---------- MATERIAL

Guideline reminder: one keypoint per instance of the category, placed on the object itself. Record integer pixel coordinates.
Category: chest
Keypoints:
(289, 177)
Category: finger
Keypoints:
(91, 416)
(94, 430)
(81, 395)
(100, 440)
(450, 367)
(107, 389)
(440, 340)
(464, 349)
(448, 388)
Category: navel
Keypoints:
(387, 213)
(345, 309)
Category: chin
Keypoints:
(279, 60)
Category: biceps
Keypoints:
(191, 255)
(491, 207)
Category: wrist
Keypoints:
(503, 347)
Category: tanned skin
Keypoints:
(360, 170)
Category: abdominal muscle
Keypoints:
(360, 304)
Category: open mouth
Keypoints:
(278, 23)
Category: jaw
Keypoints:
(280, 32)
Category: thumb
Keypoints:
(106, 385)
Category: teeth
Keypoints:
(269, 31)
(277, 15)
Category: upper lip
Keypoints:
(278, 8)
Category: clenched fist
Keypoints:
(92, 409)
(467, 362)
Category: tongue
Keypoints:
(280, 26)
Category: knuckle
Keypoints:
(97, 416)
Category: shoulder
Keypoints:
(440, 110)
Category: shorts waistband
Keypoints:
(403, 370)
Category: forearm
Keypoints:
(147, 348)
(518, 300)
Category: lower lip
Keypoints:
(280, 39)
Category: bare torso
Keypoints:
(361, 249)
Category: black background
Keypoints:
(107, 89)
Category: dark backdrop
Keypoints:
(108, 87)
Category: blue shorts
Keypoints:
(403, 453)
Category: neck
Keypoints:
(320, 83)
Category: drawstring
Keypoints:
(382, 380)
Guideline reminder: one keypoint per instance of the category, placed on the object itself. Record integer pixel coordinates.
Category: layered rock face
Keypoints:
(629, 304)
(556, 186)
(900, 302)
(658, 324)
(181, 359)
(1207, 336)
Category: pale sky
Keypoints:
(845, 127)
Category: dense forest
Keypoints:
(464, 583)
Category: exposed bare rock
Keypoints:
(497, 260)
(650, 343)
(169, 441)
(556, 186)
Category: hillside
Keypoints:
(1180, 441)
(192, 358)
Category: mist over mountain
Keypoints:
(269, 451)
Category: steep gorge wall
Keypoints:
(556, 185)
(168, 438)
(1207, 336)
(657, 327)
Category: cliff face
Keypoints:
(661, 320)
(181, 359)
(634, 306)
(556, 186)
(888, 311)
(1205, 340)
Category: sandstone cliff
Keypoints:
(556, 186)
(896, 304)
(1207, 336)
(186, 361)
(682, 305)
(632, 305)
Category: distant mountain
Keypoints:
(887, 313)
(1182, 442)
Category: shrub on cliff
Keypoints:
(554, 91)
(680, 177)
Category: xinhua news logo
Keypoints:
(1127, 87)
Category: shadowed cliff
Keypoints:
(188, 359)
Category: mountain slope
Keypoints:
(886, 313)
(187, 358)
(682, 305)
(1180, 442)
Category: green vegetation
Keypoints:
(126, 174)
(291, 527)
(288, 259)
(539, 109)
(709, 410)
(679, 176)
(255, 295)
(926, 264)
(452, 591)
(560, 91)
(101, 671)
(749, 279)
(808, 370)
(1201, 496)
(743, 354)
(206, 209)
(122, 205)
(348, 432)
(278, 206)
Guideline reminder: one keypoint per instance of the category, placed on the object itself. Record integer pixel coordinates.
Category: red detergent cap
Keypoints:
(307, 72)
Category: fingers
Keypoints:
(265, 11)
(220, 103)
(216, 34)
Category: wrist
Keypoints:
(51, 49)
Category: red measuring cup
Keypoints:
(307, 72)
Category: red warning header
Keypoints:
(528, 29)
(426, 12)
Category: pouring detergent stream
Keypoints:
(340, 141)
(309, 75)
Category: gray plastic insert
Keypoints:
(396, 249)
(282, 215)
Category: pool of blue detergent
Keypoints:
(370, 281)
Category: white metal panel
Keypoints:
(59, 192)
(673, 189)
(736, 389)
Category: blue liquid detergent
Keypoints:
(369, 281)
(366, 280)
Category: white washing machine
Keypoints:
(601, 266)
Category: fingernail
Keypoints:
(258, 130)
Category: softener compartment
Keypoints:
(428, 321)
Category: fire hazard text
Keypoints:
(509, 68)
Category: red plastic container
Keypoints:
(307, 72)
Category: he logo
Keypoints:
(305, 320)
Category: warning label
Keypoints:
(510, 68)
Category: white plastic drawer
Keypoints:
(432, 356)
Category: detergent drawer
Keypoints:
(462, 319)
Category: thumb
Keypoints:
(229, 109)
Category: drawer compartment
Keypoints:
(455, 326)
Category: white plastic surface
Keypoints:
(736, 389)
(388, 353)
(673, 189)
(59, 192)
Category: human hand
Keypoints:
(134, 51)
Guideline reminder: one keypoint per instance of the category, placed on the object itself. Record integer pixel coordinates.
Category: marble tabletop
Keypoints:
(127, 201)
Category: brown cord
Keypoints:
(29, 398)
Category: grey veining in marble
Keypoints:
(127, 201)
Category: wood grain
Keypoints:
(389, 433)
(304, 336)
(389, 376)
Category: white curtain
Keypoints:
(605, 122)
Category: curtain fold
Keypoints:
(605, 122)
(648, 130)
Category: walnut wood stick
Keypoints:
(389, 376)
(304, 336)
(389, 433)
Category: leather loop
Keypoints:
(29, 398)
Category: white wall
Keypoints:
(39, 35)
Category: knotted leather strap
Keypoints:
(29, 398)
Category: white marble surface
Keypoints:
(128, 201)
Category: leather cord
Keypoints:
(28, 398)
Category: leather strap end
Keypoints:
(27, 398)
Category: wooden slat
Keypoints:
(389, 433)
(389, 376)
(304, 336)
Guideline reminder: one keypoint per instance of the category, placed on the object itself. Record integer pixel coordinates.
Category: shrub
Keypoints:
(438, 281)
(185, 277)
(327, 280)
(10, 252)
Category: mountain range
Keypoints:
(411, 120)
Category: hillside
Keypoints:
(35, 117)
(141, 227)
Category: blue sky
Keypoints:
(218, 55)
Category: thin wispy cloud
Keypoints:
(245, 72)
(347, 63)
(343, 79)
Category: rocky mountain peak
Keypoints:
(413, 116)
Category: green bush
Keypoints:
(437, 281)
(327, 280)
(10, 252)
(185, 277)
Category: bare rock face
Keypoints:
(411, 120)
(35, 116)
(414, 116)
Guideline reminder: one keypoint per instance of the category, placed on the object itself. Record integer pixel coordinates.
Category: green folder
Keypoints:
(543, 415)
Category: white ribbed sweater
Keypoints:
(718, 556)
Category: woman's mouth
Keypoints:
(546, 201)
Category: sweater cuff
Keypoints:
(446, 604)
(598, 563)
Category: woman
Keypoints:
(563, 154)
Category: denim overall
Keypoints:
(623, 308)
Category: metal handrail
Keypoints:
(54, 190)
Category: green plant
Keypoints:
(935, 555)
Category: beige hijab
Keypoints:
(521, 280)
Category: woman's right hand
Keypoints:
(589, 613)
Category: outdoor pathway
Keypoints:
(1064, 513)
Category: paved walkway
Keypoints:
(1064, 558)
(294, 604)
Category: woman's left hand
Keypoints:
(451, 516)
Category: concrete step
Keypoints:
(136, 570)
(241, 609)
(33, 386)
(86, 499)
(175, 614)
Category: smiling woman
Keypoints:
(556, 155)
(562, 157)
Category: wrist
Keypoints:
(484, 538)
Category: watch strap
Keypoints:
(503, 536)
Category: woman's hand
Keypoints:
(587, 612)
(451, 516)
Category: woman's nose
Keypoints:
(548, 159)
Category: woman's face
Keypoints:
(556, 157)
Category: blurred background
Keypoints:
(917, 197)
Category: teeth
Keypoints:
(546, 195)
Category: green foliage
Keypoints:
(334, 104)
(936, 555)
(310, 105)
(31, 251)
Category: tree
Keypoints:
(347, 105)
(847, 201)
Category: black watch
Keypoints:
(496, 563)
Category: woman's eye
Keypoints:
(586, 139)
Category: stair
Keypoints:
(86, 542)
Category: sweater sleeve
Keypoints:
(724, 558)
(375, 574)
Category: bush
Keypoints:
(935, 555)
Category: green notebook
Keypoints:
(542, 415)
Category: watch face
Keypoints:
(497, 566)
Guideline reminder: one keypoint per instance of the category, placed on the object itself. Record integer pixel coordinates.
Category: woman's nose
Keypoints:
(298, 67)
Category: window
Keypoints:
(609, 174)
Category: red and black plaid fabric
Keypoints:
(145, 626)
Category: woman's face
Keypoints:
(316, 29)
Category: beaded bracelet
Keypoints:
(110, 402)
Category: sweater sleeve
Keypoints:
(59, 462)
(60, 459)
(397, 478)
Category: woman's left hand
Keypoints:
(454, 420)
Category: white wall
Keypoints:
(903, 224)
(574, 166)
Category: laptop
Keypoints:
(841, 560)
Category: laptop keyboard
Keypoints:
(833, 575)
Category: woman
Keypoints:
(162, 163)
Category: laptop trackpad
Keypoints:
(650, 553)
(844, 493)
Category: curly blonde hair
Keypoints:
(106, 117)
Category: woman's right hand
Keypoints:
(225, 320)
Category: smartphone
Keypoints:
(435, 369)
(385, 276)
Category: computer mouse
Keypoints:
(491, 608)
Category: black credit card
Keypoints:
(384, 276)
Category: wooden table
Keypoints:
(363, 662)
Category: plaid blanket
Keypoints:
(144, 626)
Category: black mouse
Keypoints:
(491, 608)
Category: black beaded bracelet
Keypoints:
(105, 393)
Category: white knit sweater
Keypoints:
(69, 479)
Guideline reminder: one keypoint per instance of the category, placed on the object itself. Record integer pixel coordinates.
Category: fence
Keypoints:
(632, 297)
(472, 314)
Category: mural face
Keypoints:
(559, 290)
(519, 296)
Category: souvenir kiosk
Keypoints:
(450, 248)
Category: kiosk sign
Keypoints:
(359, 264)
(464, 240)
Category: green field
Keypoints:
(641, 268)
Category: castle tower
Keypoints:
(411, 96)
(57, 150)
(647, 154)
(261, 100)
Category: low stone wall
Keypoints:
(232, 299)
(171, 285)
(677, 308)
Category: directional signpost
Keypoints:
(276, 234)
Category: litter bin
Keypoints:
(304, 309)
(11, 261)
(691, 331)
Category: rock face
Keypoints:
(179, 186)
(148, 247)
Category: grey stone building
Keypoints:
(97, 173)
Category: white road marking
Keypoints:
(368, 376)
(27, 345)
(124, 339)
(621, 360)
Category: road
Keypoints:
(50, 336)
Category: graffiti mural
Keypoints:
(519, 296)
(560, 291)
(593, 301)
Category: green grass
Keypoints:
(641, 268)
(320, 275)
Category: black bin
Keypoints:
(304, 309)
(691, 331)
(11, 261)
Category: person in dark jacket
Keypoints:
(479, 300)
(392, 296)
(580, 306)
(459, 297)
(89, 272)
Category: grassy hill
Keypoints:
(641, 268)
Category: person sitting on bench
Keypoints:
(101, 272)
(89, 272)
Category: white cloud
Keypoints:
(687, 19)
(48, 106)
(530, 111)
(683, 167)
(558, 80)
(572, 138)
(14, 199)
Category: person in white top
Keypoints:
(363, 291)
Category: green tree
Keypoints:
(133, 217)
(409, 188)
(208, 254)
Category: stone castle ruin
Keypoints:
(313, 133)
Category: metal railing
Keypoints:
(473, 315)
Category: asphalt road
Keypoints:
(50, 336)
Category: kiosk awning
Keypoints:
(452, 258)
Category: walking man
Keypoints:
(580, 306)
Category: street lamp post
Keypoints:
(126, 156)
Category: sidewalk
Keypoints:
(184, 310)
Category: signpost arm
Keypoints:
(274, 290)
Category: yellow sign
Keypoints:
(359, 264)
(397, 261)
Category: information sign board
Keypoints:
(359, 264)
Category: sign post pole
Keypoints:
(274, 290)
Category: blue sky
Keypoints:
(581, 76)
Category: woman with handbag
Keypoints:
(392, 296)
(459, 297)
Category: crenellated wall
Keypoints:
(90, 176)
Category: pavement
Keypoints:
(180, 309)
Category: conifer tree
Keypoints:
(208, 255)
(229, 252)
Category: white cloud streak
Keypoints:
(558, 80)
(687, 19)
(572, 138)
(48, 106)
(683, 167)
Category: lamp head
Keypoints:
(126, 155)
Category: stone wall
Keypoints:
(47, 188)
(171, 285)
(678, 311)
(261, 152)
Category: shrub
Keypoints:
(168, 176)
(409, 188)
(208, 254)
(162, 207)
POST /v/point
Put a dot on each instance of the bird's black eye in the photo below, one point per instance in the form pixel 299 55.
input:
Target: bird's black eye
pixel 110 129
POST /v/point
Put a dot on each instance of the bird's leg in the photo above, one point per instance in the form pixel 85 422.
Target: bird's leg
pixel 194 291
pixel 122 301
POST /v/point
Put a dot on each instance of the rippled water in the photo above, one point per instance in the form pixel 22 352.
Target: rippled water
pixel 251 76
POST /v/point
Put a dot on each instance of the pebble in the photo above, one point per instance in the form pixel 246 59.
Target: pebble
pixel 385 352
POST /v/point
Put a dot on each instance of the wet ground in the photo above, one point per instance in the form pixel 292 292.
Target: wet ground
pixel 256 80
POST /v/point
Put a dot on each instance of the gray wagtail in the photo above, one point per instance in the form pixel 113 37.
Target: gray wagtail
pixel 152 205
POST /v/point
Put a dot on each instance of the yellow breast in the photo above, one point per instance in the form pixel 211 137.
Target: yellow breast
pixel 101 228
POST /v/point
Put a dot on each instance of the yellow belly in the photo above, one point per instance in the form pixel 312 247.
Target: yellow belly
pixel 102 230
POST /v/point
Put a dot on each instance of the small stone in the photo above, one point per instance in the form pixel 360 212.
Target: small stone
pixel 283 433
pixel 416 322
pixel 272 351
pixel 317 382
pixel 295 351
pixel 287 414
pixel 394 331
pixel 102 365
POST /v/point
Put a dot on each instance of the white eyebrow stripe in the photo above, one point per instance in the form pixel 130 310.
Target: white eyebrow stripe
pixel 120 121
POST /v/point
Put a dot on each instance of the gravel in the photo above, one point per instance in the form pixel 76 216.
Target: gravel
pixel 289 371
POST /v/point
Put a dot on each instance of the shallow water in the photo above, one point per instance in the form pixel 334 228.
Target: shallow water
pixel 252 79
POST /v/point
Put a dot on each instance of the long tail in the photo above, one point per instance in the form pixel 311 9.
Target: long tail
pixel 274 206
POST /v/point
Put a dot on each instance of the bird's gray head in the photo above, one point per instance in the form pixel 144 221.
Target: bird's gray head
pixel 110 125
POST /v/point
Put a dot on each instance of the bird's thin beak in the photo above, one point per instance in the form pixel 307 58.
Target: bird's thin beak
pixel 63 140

--------------------

▶ SHORT EXERCISE
Filter the records above, copying every line that contains the string "compartment", with case counting.

▶ WRITTEN REPLY
Category: softener compartment
Category: drawer compartment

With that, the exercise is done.